— start of Record extracts —

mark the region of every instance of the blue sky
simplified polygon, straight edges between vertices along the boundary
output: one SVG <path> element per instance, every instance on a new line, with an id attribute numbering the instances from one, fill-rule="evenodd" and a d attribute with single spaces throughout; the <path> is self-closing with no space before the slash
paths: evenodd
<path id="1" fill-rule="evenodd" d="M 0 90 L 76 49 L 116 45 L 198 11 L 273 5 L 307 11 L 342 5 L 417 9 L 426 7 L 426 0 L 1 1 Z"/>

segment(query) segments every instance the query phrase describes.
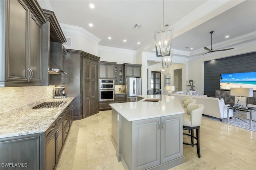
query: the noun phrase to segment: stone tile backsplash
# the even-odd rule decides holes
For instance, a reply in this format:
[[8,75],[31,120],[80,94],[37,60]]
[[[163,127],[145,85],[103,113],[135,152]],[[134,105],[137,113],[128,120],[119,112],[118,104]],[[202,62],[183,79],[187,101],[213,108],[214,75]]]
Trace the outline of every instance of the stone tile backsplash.
[[54,86],[0,88],[0,118],[30,109],[42,100],[53,98]]

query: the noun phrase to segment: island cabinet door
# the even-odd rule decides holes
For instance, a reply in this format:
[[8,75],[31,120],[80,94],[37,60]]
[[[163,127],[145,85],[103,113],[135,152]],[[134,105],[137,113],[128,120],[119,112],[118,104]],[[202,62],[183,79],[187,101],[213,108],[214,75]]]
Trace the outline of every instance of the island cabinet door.
[[161,117],[161,163],[183,154],[182,115]]
[[160,164],[160,118],[133,122],[132,169],[144,170]]

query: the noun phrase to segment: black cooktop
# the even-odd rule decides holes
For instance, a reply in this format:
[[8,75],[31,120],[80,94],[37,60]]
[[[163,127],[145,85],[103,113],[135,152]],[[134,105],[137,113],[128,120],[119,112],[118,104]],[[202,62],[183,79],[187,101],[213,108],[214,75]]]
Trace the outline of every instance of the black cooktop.
[[43,108],[61,107],[66,103],[66,101],[45,102],[36,106],[32,109],[41,109]]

— end of Record extracts —

Repeat the listing from its first line through the line containing "76 49 L 116", including both ends.

mark the region of every instance of the blue sky
simplified polygon, straight edges between vertices along the boundary
output: one SVG <path> element per instance, every instance on a new line, with an id attribute numbering the instances from one, fill-rule="evenodd" and a d attribute with single spaces throughout; the <path> is self-closing with no space before the slash
paths: evenodd
<path id="1" fill-rule="evenodd" d="M 0 90 L 76 49 L 116 45 L 198 11 L 273 5 L 307 11 L 342 5 L 417 9 L 426 7 L 426 0 L 1 1 Z"/>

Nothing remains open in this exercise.